▸ **PASSAGE TO READ**
○ ○ ○ ○ ○ ○ ○
In this chapter, we will cover the following topics:
- 7.1. Exploring a dataset with pandas and matplotlib
- 7.2. Getting started with statistical hypothesis testing — a simple z-test
- 7.3. Getting started with Bayesian methods
- 7.4. Estimating the correlation between two variables with a contingency table and a chi-squared test
- 7.5. Fitting a probability distribution to data with the maximum likelihood method
- 7.6. Estimating a probability distribution nonparametrically with a kernel density estimation
- 7.7. Fitting a Bayesian model by sampling from a posterior distribution with a Markov Chain Monte Carlo method
- 7.8. Analyzing data with the R programming language in the Jupyter Notebook *
In the previous chapters, we reviewed technical aspects of high-performance interactive computing in Python. We now begin the second part of this book by illustrating a variety of scientific questions that can be tackled with Python.
In this chapter, we introduce statistical methods for data analysis. In addition to covering statistical packages such as pandas, statsmodels, and PyMC3, we will explain the basics of the underlying mathematical principles. Therefore, this chapter will be most profitable if you have basic experience with probability theory and calculus.
The next chapter, Chapter 8, Machine Learning, is closely related; the underlying mathematics is very similar, but the goals are slightly different. In this chapter, we show how to gain insight into real-world data and how to make informed decisions in the presence of uncertainty. In the next chapter, the goal is to learn from data, that is, to generalize and to predict outcomes from partial observations.
In this introduction, we will give a broad, high-level overview of the methods we will see in this chapter.
The goal of statistical data analysis is to understand a complex, real-world phenomenon from partial and uncertain observations. The uncertainty in the data results in uncertainty in the knowledge we get about the phenomenon. A major goal of the theory is to quantify this uncertainty.
It is important to make the distinction between the mathematical theory underlying statistical data analysis, and the decisions made after conducting an analysis. The former is perfectly rigorous; perhaps surprisingly, mathematicians were able to build an exact mathematical framework to deal with uncertainty. Nevertheless, there is a subjective part in the way statistical analysis yields actual human decisions. Understanding the risk and the uncertainty behind statistical results is critical in the decision-making process.
In this chapter, we will see the basic notions, principles, and theories behind statistical data analysis, covering in particular how to make decisions with a quantified risk. Of course, we will always show how to implement these methods with Python.
There are many terms that need introduction before we get started with the recipes. These notions allow us to classify statistical techniques within multiple dimensions.
Exploratory methods allow us to get a preliminary look at a dataset through basic statistical aggregates and interactive visualization. We covered these basic methods in the first chapter of this book and in the prequel book IPython for Interactive Computing and Data Visualization, Second Edition, Packt Publishing. The first recipe of this chapter, Exploring a dataset with pandas and matplotlib, shows another example.
○ ○ ○ ○ ○ ○ ○
[Object-pointing dataset rows]
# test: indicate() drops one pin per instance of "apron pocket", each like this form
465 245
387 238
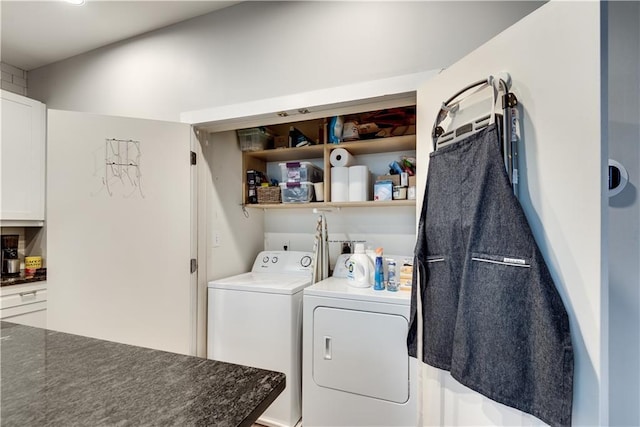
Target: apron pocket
509 261
493 323
440 305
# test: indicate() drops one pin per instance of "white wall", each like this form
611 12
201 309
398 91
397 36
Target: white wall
13 79
624 214
258 50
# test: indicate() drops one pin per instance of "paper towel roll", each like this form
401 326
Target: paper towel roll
339 184
358 183
341 157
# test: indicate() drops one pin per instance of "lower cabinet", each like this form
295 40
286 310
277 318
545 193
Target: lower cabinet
25 304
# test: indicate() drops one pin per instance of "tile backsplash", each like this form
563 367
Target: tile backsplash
30 242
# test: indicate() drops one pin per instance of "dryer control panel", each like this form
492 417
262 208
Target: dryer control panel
283 262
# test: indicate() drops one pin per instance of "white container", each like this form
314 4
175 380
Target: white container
359 268
300 172
296 192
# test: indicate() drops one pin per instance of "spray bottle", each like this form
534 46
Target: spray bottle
378 284
359 267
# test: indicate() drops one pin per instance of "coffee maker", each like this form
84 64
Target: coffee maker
9 255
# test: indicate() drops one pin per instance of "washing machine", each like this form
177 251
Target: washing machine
255 319
356 370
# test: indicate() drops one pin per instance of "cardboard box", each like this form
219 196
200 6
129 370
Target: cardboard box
395 179
382 190
281 142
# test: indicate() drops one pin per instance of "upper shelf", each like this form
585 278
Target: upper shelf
367 146
330 205
378 145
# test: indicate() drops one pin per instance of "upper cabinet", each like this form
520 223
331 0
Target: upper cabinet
391 136
22 157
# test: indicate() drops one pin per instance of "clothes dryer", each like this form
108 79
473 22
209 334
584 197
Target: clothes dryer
356 369
255 319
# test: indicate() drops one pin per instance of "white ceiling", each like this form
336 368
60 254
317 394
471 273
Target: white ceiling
37 33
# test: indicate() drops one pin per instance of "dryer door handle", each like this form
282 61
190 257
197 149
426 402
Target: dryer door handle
327 348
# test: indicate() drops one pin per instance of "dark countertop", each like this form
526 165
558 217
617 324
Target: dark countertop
56 379
22 278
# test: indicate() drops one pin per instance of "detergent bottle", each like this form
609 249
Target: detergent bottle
378 283
359 268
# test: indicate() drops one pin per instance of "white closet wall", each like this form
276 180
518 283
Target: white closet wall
259 50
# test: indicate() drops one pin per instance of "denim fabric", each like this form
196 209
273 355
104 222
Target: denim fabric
491 313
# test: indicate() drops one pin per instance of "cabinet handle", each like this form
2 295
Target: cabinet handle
28 294
327 348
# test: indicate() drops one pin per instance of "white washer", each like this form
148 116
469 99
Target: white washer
255 319
356 370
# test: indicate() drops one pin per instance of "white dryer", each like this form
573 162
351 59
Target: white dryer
255 319
356 369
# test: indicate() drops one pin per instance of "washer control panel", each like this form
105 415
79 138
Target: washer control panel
283 262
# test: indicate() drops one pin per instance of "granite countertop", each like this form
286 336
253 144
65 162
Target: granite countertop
40 276
52 378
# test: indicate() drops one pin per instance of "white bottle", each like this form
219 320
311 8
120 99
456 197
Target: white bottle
360 268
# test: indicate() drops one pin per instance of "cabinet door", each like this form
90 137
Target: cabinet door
23 153
29 315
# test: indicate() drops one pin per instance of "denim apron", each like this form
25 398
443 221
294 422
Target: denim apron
490 311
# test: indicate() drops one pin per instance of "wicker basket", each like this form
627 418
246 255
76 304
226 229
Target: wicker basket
269 195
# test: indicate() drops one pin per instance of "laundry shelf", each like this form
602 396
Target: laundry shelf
390 203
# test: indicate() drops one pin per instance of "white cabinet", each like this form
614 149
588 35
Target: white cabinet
25 304
22 157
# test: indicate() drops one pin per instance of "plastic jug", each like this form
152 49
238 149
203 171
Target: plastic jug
360 268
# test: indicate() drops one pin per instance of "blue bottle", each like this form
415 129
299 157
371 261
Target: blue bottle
378 284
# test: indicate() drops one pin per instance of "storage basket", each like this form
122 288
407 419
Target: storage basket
269 195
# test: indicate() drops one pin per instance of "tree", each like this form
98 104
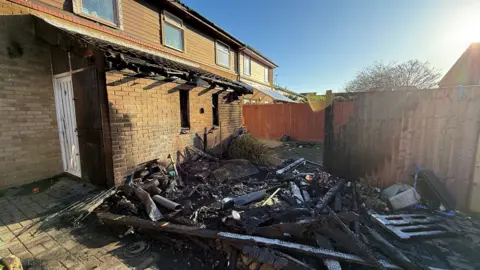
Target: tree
412 74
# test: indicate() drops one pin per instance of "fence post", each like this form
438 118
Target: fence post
329 137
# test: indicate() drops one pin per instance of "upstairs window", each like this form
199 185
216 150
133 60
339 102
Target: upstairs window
216 118
222 54
184 109
246 65
173 32
104 11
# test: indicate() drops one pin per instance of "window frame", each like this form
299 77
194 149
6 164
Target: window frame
250 65
165 20
229 54
78 10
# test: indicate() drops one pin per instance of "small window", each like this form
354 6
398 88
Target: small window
246 65
173 32
215 115
222 54
184 109
105 11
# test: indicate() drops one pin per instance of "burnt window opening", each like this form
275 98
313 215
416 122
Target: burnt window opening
184 109
215 110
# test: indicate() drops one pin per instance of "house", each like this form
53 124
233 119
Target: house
466 71
94 88
257 71
262 95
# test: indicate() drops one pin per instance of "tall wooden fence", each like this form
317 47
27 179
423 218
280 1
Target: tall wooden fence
389 132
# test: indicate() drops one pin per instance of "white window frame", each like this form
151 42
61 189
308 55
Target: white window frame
179 25
78 9
250 65
216 54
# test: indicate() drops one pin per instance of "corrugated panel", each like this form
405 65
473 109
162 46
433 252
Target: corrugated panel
274 120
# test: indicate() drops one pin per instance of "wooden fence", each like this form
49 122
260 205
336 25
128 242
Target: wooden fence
389 132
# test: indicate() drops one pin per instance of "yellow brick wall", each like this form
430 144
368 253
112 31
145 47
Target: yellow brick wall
29 142
145 120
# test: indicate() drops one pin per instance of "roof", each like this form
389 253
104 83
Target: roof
179 5
466 71
268 91
120 55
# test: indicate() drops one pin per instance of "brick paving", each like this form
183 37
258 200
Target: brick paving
57 246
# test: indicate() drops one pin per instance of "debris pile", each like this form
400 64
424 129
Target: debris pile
297 216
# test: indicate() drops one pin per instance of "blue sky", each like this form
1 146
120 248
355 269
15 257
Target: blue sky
321 45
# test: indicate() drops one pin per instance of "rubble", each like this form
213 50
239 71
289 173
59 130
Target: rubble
267 218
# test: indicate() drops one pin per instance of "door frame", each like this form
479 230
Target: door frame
56 79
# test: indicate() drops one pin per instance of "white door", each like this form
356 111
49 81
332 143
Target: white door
67 124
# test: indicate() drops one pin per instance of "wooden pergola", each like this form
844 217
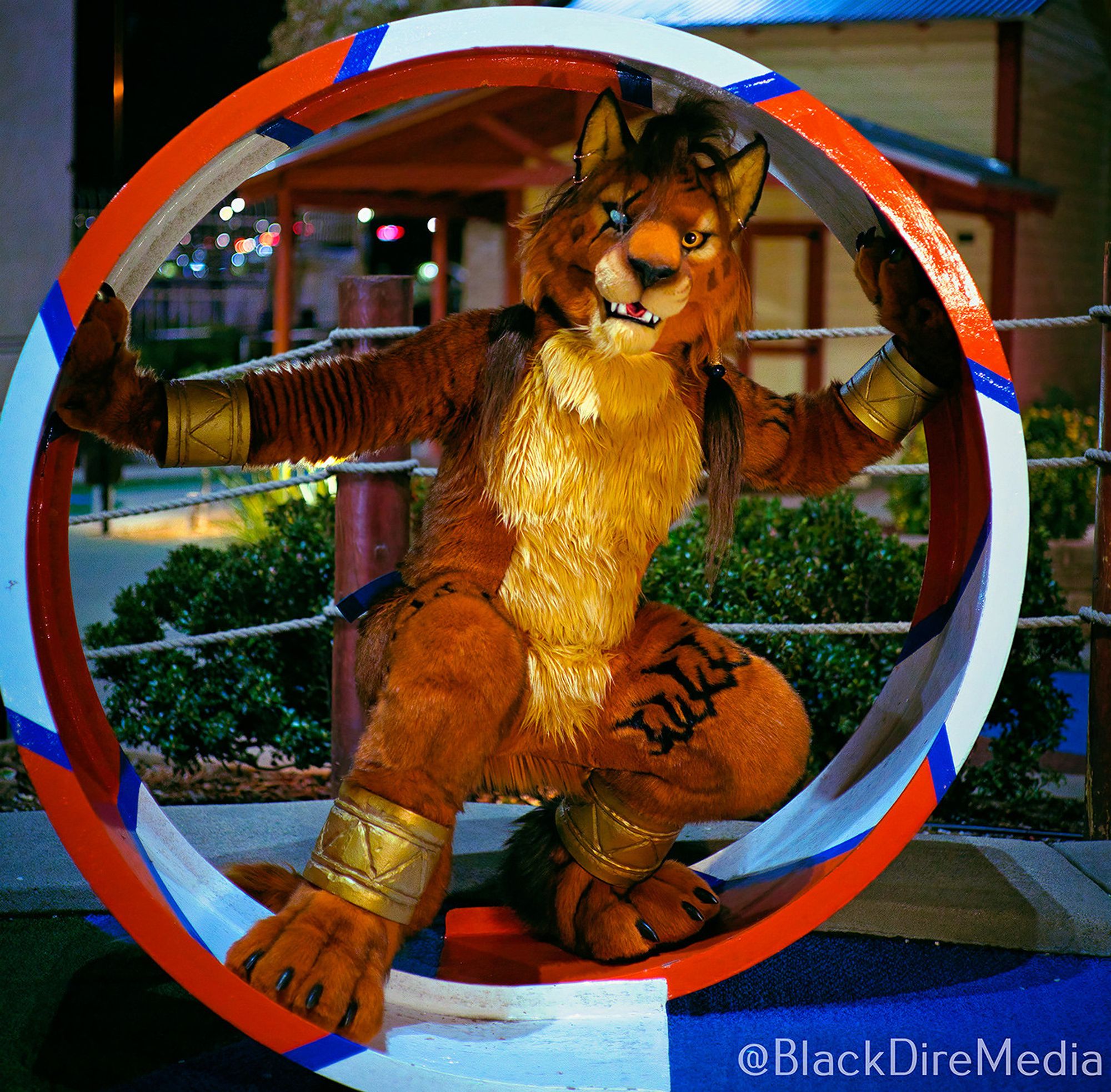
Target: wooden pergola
474 154
452 156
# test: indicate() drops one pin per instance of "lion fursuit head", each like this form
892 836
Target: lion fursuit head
640 248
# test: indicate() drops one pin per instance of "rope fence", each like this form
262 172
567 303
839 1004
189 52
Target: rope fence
331 615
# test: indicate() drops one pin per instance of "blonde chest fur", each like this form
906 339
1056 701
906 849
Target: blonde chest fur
596 462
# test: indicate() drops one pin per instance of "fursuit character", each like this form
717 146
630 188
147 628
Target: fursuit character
517 653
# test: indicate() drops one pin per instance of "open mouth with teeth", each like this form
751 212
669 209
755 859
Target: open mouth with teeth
634 313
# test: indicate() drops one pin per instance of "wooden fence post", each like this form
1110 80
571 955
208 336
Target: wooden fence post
372 512
1098 778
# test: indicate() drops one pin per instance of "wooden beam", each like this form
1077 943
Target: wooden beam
514 209
372 515
516 142
426 178
1008 93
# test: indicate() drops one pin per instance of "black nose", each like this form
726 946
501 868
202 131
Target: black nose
649 275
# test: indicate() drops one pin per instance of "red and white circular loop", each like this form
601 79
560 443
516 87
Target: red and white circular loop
596 1026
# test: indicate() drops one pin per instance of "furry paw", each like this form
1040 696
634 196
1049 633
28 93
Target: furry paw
602 923
324 959
908 305
99 367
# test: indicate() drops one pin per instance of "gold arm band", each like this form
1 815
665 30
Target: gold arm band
609 839
888 396
207 425
376 855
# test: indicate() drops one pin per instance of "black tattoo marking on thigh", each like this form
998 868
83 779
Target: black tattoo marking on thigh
672 715
776 420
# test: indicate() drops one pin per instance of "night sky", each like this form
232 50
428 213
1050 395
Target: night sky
181 57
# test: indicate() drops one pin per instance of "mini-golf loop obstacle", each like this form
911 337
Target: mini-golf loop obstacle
778 883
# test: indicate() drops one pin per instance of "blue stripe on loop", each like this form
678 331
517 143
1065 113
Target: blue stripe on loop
291 134
56 319
636 86
759 88
362 54
127 799
995 387
936 622
324 1053
745 881
33 737
943 768
127 804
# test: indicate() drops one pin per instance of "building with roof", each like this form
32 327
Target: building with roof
999 114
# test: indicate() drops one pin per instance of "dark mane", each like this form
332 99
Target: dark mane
696 127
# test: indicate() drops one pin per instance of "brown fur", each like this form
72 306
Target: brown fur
693 727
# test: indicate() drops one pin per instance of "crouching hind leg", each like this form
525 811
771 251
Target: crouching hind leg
695 729
454 680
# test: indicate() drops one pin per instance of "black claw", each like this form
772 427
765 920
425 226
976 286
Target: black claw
249 964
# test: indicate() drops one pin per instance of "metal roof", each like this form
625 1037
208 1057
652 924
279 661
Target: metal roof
968 169
783 13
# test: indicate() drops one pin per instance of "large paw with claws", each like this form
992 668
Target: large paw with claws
324 959
908 305
603 923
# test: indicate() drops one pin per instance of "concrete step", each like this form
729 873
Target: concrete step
1002 893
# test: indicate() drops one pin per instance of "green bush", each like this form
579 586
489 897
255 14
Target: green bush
1062 502
824 562
827 562
225 702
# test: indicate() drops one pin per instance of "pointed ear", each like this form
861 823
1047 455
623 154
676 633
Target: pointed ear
606 136
739 182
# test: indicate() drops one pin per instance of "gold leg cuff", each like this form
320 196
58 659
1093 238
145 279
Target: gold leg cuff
376 855
609 839
888 396
207 425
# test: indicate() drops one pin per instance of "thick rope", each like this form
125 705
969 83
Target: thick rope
1086 616
880 470
1097 314
406 466
198 640
318 348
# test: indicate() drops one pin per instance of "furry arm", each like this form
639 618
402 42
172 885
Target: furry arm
806 444
418 389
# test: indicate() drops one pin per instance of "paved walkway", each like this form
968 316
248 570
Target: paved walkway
1045 897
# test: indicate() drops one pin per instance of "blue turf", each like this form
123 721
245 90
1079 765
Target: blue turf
836 993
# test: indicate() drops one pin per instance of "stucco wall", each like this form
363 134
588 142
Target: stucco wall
37 138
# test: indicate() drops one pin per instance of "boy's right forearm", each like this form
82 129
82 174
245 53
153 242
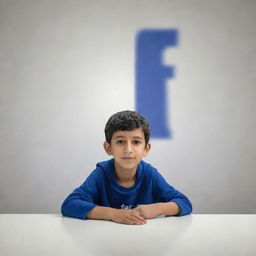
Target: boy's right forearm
102 213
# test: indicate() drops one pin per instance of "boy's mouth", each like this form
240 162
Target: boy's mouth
128 158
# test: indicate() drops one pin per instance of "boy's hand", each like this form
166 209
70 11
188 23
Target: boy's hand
148 211
130 217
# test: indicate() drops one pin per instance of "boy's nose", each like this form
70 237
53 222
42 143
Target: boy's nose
128 148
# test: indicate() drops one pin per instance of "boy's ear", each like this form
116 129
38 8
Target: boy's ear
107 148
147 149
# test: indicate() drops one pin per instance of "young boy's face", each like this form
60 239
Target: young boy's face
128 148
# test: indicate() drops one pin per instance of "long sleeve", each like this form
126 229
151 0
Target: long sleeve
81 201
166 193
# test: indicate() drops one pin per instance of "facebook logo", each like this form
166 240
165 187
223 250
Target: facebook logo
151 75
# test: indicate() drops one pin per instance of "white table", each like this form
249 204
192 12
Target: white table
52 234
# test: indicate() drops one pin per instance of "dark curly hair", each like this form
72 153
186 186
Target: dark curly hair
126 121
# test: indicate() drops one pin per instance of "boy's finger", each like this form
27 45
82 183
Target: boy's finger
138 217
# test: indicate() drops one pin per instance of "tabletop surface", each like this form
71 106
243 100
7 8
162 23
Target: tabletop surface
202 234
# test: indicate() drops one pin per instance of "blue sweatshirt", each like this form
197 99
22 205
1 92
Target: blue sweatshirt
101 189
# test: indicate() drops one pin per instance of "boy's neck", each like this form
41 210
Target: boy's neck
126 178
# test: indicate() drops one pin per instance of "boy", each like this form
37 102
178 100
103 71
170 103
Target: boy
125 189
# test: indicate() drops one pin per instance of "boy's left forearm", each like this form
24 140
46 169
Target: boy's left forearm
168 209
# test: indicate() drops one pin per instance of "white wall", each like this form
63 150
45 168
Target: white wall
66 66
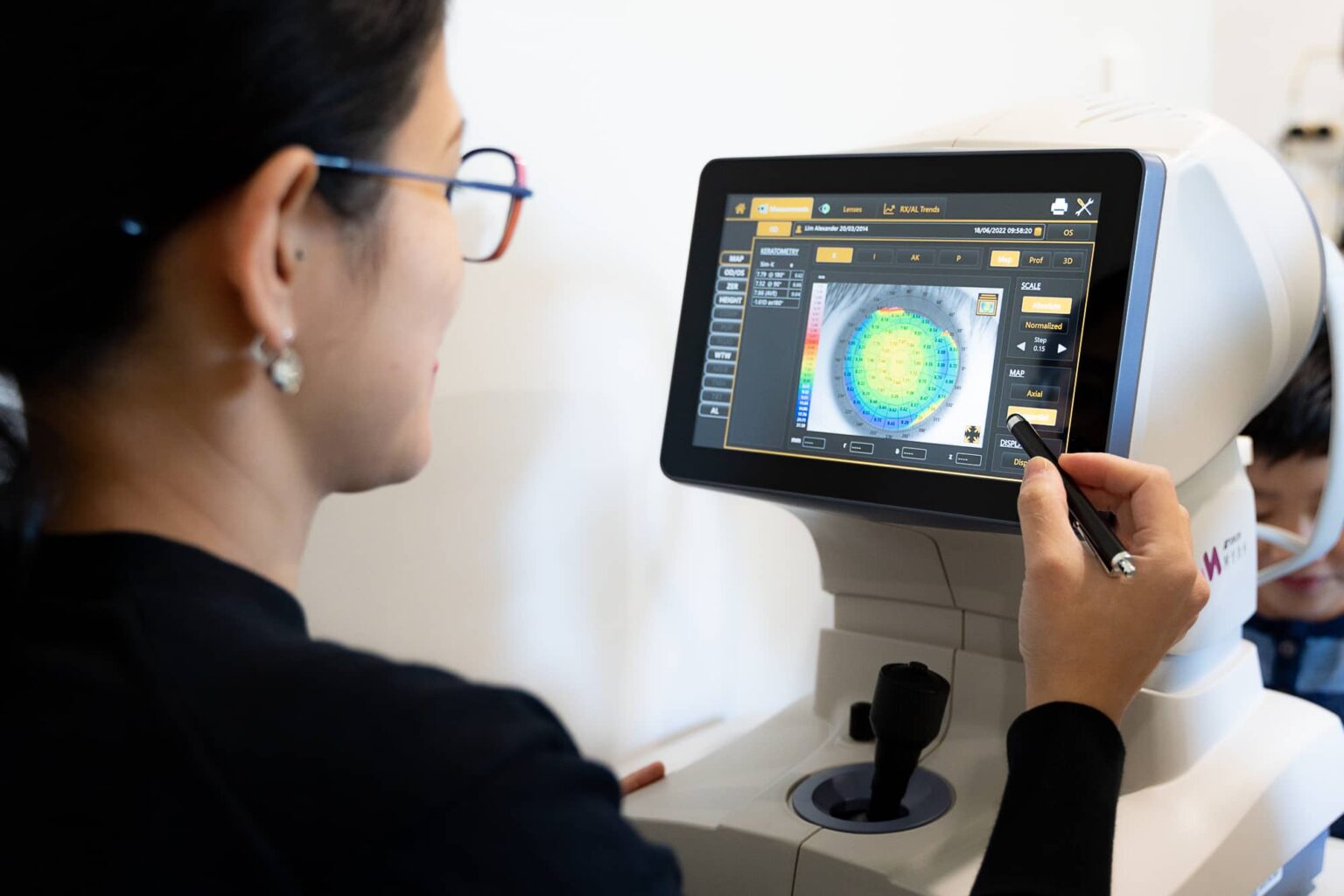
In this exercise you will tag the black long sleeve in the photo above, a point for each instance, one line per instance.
(1057, 822)
(171, 727)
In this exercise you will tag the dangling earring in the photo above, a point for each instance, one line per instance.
(283, 367)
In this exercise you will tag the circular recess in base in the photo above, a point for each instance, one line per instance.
(837, 798)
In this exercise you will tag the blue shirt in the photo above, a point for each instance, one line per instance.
(1306, 660)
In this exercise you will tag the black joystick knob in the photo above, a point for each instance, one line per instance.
(907, 708)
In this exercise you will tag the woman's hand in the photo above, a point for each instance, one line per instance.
(1088, 637)
(641, 778)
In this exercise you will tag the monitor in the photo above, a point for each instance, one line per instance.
(857, 329)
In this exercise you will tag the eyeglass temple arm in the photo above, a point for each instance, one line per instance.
(354, 165)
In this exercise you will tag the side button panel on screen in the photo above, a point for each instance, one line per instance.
(721, 358)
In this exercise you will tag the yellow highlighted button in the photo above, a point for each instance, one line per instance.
(774, 228)
(781, 207)
(835, 254)
(1035, 416)
(1046, 305)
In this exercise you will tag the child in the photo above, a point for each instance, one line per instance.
(1298, 625)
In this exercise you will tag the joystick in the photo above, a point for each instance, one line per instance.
(906, 715)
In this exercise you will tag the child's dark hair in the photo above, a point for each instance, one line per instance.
(136, 116)
(1298, 418)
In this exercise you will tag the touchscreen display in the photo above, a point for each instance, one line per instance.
(897, 331)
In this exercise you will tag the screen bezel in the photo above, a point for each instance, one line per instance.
(1117, 175)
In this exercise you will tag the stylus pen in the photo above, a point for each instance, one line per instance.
(1088, 522)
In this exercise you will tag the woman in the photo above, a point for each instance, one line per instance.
(237, 277)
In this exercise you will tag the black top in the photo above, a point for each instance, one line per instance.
(171, 727)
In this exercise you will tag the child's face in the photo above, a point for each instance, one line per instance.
(1286, 494)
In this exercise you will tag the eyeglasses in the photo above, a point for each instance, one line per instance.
(486, 195)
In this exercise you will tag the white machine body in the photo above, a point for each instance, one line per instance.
(1225, 780)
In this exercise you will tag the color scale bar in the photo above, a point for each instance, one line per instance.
(809, 354)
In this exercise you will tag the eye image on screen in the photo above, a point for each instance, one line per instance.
(905, 361)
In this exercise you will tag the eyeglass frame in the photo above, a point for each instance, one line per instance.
(518, 190)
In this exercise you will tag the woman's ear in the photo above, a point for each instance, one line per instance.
(265, 230)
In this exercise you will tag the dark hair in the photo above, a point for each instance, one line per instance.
(142, 115)
(1298, 418)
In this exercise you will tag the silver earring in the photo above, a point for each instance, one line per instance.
(283, 367)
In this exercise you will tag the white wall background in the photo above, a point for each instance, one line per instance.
(542, 546)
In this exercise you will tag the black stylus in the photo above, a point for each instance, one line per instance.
(1088, 522)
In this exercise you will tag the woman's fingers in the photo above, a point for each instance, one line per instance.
(642, 778)
(1043, 512)
(1145, 492)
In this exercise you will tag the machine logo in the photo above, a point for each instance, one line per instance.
(1234, 549)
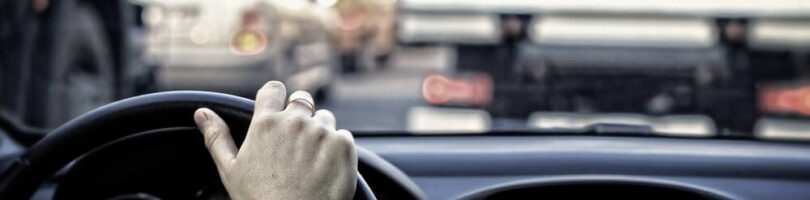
○ ○ ○ ○ ○ ○ ○
▸ **INSTRUCTION 1**
In the entries, starting with the line that contains "In this exercise you will tag the black stylus" and going on through the end of the entries, swap "photo" for "image" and give those lines again with nothing else changed. Leave the pictures out of the answer.
▸ **INSTRUCTION 2**
Write the next part of the statistics chapter introduction, picking up after its last sentence.

▸ **WRITTEN RESPONSE 1**
In this exercise you will tag the black stylus in the image above, a point for each instance, one line per instance.
(1088, 522)
In this exercise you will tag the woman's fingers in the image above, a point for each instance, one line per instance.
(642, 778)
(1043, 512)
(1145, 492)
In this exercise you will tag the machine logo in the image above, a point for each instance, one line per instance.
(1234, 549)

▸ **WRITTEN RESPONSE 2**
Statistical inference consists of getting information about an unknown process through partial and uncertain observations. In particular, estimation entails obtaining approximate quantities for the mathematical variables describing this process. Three recipes in this chapter deal with statistical inference:
- The Fitting a probability distribution to data with the maximum likelihood method recipe
- The Estimating a probability distribution nonparametrically with a kernel density estimation recipe
- The Fitting a Bayesian model by sampling from a posterior distribution with a Markov chain Monte Carlo method recipe
Decision theory allows us to make decisions about an unknown process from random observations, with a controlled risk. The following two recipes show how to make statistical decisions:
- The Getting started with statistical hypothesis testing – a simple z-test recipe
- The Estimating the correlation between two variables with a contingency table and a chi-squared test recipe
Prediction consists of learning from data, that is, predicting the outcomes of a random process based on a limited number of observations. This is the topic of the next chapter, Chapter 8, Machine Learning.
In most cases, you can consider two dimensions in your data:
- Observations (or samples, for machine learning people)
- Variables (or features)
Typically, observations are independent realizations of the same random process. Each observation is made of one or several variables. Most of the time, variables are either numbers, or elements belonging to a finite set (that is, taking a finite number of values). The first step in an analysis is to understand what your observations and variables are.
Your problem is univariate if you have one variable. It is bivariate if you have two variables and multivariate if you have at least two variables. Univariate methods are typically simpler. That being said, univariate methods may be used on multivariate data, using one dimension at a time. Although interactions between variables cannot be explored in that case, it is often an interesting first approach.
There are at least two different ways of considering uncertainty, resulting in two different classes of methods for inference, decision, and other statistical questions. These are called frequentist and Bayesian methods. Some people prefer frequentist methods, while others prefer Bayesian methods.
Frequentists interpret a probability as a statistical average across many independent realizations (law of large numbers). Bayesians interpret it as a degree of belief (no need for many realizations). The Bayesian interpretation is very useful when only a single trial is considered. In addition, Bayesian theory takes into account our prior knowledge about a random process. This prior probability distribution is updated into a posterior distribution as we get more and more data.
Both frequentist and Bayesian methods have their advantages and disadvantages. For instance, one could say that frequentist methods might be easier to apply than Bayesian methods, but more difficult to interpret. For classic misuses of frequentist methods, see http://www.refsmmat.com/statistics/.
In any case, if you are a beginner in statistical data analysis, you probably want to learn the basics of both approaches before choosing sides. This chapter introduces you to both types of methods.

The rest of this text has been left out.